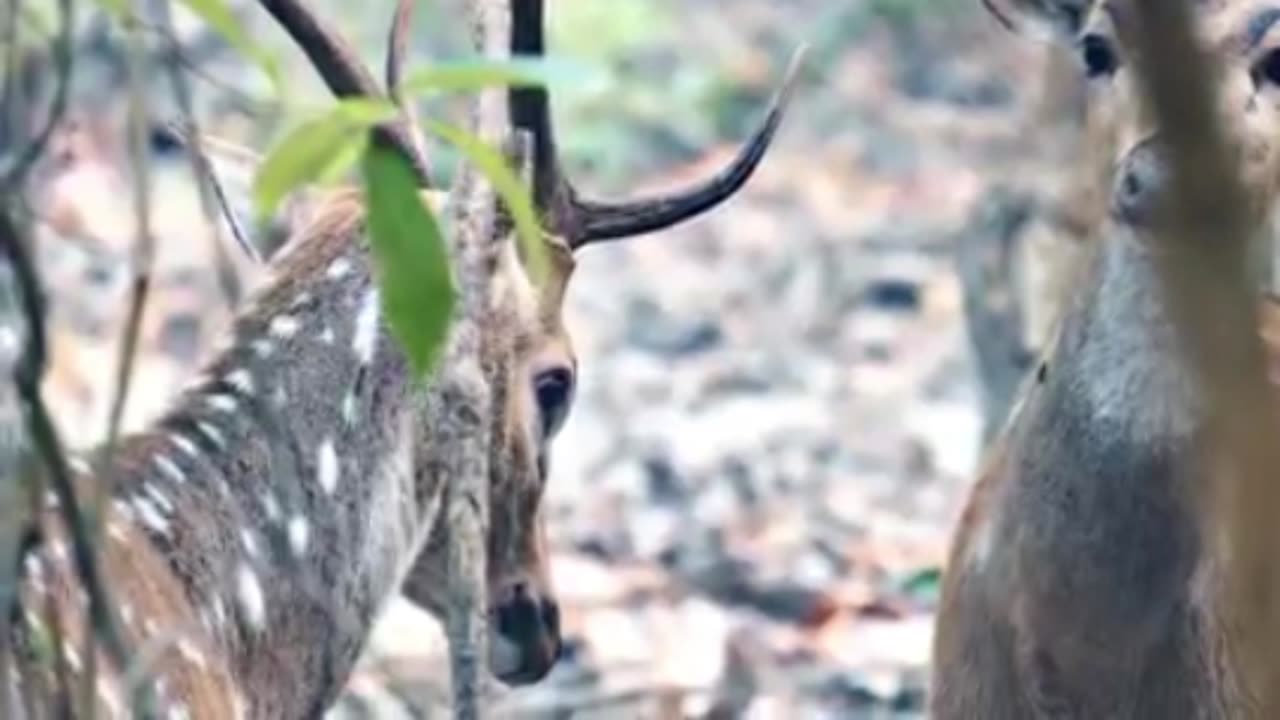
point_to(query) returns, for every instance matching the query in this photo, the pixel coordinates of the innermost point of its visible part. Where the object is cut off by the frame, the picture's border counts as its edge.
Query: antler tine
(341, 69)
(397, 48)
(583, 220)
(613, 220)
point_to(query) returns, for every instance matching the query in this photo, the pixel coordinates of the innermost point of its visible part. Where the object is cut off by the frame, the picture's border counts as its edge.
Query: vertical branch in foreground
(476, 236)
(1211, 301)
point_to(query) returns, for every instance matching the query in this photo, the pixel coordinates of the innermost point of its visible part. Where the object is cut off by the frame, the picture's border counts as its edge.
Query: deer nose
(1141, 183)
(528, 634)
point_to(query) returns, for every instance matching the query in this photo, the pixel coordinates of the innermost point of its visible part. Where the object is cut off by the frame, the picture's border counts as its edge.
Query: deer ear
(1054, 21)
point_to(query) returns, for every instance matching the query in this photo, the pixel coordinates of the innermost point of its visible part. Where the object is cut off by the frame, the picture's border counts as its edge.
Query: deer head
(536, 386)
(1243, 41)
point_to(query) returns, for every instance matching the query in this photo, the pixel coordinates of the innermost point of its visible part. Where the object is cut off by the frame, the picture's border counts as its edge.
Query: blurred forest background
(780, 405)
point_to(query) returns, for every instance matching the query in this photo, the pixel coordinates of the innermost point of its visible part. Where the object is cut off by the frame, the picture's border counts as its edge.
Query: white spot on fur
(109, 697)
(284, 327)
(151, 515)
(35, 569)
(170, 469)
(338, 269)
(219, 611)
(223, 402)
(250, 543)
(979, 550)
(348, 409)
(191, 652)
(250, 595)
(241, 379)
(72, 656)
(186, 445)
(270, 506)
(213, 434)
(365, 340)
(300, 533)
(327, 466)
(160, 499)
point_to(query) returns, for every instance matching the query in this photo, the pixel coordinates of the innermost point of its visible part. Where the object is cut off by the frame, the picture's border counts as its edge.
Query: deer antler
(346, 76)
(581, 220)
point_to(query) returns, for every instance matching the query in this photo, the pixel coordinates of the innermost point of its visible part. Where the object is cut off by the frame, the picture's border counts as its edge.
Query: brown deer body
(1079, 583)
(255, 531)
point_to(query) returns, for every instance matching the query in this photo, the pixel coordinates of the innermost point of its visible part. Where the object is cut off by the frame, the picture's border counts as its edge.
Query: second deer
(1079, 582)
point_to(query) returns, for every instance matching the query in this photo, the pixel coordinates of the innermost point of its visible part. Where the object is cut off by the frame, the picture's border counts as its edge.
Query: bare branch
(44, 436)
(141, 261)
(206, 183)
(13, 178)
(397, 46)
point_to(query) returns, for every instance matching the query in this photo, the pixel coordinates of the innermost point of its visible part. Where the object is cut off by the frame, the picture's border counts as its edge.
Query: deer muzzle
(526, 642)
(1141, 185)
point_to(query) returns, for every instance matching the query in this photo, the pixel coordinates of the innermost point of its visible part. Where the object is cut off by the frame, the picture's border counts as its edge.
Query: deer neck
(1118, 363)
(282, 491)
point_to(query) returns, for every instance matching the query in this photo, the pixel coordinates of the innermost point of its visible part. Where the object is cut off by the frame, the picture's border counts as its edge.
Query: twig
(13, 178)
(1211, 301)
(210, 197)
(144, 251)
(193, 141)
(44, 436)
(465, 391)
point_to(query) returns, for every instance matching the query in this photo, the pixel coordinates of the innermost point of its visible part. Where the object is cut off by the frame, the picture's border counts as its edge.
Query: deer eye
(1266, 69)
(554, 391)
(1100, 57)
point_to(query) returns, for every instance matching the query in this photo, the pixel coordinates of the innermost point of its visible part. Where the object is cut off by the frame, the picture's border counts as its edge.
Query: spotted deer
(257, 527)
(1079, 583)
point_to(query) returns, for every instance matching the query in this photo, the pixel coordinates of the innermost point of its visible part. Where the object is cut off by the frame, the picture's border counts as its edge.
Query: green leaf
(410, 259)
(318, 150)
(365, 112)
(304, 155)
(923, 586)
(455, 76)
(219, 16)
(510, 186)
(119, 9)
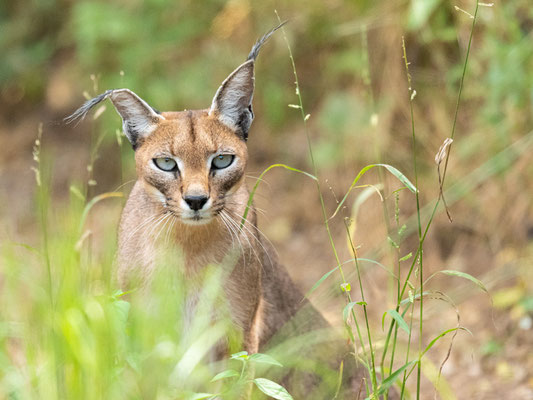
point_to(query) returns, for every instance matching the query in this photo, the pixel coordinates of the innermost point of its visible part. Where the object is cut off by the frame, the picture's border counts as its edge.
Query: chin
(197, 220)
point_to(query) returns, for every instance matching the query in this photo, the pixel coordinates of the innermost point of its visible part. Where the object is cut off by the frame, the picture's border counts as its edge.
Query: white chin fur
(196, 221)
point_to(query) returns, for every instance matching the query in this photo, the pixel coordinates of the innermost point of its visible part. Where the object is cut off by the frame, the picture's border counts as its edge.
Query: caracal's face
(191, 165)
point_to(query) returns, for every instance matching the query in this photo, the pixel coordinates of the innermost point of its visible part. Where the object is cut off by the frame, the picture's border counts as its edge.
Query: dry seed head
(441, 154)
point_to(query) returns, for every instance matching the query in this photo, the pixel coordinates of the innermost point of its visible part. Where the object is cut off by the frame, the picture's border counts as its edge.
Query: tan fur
(188, 209)
(193, 136)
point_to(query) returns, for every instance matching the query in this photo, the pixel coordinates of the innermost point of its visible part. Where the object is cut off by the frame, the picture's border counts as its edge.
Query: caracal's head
(190, 162)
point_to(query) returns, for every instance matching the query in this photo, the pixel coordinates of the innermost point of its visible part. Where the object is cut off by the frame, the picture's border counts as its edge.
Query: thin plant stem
(319, 190)
(412, 94)
(437, 203)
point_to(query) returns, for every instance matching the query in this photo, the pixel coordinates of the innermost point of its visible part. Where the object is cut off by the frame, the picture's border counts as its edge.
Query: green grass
(67, 332)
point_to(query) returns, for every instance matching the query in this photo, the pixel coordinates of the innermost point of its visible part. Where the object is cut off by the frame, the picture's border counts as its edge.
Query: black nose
(195, 202)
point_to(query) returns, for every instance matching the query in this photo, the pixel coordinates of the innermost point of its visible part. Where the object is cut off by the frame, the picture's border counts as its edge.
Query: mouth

● **PROBLEM DETAILS**
Reproduce the material above verbatim; omit every picture.

● **FINISHED ANSWER**
point_to(query) returns, for every instance matching the query in this photo, the pixel coordinates of the innermost point of its visible part. Where the object is cut off by the frame, the picture's border counts as its edge.
Query: antler tine
(341, 69)
(397, 48)
(583, 220)
(613, 220)
point_to(query) returns, for every instance matching the query in this photo, the pixel coordinates of the innermost point of its visible part. Where the object is cut off by the frame, the picture's border counts as its edge.
Query: vertical branch in foreground
(476, 236)
(1211, 301)
point_to(query) returns, for every instance matching the query in this photo, the pixel coordinates of the innermost point of its visible part. Where the object is cut off by the frame, the picture's border counts as its edge.
Query: deer nose
(1141, 183)
(528, 634)
point_to(query) returns, for every instance matching the query in this photo, the pixel coordinates of the innermost point of its visible part. Where the object is cut off by the frame, the picture's border counts as its edge.
Query: deer ear
(1054, 21)
point_to(query) returns, for every instance matching the query in this photo, the pixel coordinates of the innermost point of its visible part. Where the object is cut off by the frame, the picture's border counts as its edge.
Query: deer head
(536, 386)
(1243, 41)
point_to(query) returns, for every instance matching the query in this photo, the pixel coordinates of the innermost point of its visible part. Where the object is cut off by the frame, the picture's border counts as its edge.
Query: blurred forest background
(780, 405)
point_to(query) returns, for every instance matching the query in this photo, the pixel coordinates of the innermost point of its visible part. Where the object is cut off by the frame, the picture's border counts as its edge.
Query: white spot on fur
(109, 697)
(284, 327)
(151, 515)
(35, 569)
(170, 469)
(338, 269)
(219, 611)
(223, 402)
(250, 543)
(979, 550)
(348, 409)
(191, 652)
(250, 595)
(241, 379)
(72, 656)
(186, 445)
(270, 506)
(213, 434)
(365, 340)
(300, 533)
(327, 466)
(160, 499)
point_to(query) returns, for every instance matching the query in this photo, the pixel coordinates of the innermost point of its visible part. Where the object is cut off by the frame, the picture's border counts as its edge.
Query: deer antler
(346, 76)
(581, 220)
point_to(query) returns, for every instance matching the query in this photo, the pixel coordinates of the innermost point of its visible part. Where the object is cut off by the frame, the picture's border counts as its edge.
Query: brown deer body
(1079, 583)
(255, 531)
point_to(query) returns, for every instance matching the query in this photo, the pixel coordinates of the innermost point of its visible part. Where the object is cut off by the frame, the picture's border counts as its edge.
Query: second deer
(1079, 582)
point_to(query) returns, for every instance matching the query in this photo, the pixel coordinates of the innermost point of its visible part. Where the object is cut off by the frame, the picture's border counts as its edge.
Query: bare branch
(44, 436)
(141, 261)
(206, 183)
(13, 178)
(397, 46)
point_to(query) returns, for every instance matching the query in this photo, the pixel coordinates of the innermost point of its visible part. Where the object is cut off by the frame, the picture's border counts as its edge.
Query: deer muzzle
(526, 642)
(1141, 185)
point_to(query) returns, for every instance matching the query in this photo, the pixel coordinates of the innermost point of its visible part. Where the object is cut off by the frame, the picture's border counts as its edge.
Query: deer neck
(1118, 363)
(282, 491)
point_to(query) returns, for every instance matching the query in this photo, the pixel coordinates of the innermost point of its visible part. Where the object is cut off by the frame, the picture's border counts as its edge.
Query: twig
(13, 178)
(1211, 301)
(210, 197)
(144, 251)
(193, 141)
(44, 436)
(465, 391)
point_to(query) returns, for every instance matching the query in this photo, the pixel coordinates of the innermost point of its visible part. Where the object is cut off by the frame, the picture's border counts as its edge.
Query: deer eye
(1266, 69)
(554, 391)
(1100, 57)
point_to(query) returns, for every instance matching the query in this photo, the pixel coordinates of the innermost point of its visible part. Where the object is cut off by the frame, the picture's border counts as its edge.
Query: spotted deer
(257, 527)
(1079, 583)
point_to(query) returns, for every instance matching the query in this photo, the pixel coordinates of the innermost point of its visible part. Where the object is cut off by the frame, the picture's border counts as its edge.
Query: green leaf
(410, 259)
(318, 150)
(365, 112)
(304, 155)
(923, 586)
(455, 76)
(219, 16)
(510, 186)
(119, 9)
point_to(query) returns, for every instance matching the query in this photo, the pixel coordinates of the innermost point of its visible part. Where the object is cut off by the frame, the picture's border counts as its edge.
Query: chin
(197, 220)
point_to(query) returns, for every instance matching the query in this photo, the pixel coordinates of the innermost point of its visible part. Where the object is cut off by the frame, the picture's border counts as its edge.
Query: white chin fur
(196, 221)
point_to(query) returns, for every instance matching the query in this photo, the pixel coordinates of the innermost point of its visible part. Where the object is cut off by the frame, the picture's border counts as its edge.
Query: caracal's face
(191, 165)
point_to(query) returns, for every instance matching the query in this photo, the pixel coordinates of the innermost point of its visible part. Where the object is cut off by the frame, the picture's border counts as its edge.
Query: dry seed head
(441, 154)
point_to(query) returns, for every instance matching the query in this photo, the pixel coordinates of the innermost point of its visible part. Where the object is cut off by the frame, the picture's border counts as its edge.
Query: tan fur
(188, 209)
(193, 136)
point_to(query) returns, for every instance matching the query in this photo, the pixel coordinates of the innermost point of its visible part. Where the object is cut off by the frame, the picture's border counts as its edge.
Query: caracal's head
(190, 162)
point_to(query) returns, for every instance matching the query in this photo, the pixel coordinates of the innermost point of its visible part. Where the object is cut off by the frame, the picture's border counts as its edge.
Query: thin plant stem
(319, 190)
(412, 94)
(437, 203)
point_to(query) returns, for every instance matching the query in this photo, the pixel coordinates of the innermost point of its visible part. Where the object is cut off by the frame, the picture's border counts as its edge.
Query: green grass
(67, 332)
point_to(query) returns, for every instance matching the query in this photo, the pixel coordinates of the innermost point of its visible part. Where the object is cut off by the frame, the picture's border counts as its edge.
Query: black nose
(195, 202)
point_to(query) returns, for every instance matching the query in this photo, the pixel coordinates of the innermost point of its visible part. Where the object is cut off by the frame, the picture's border counts as its edge.
Query: mouth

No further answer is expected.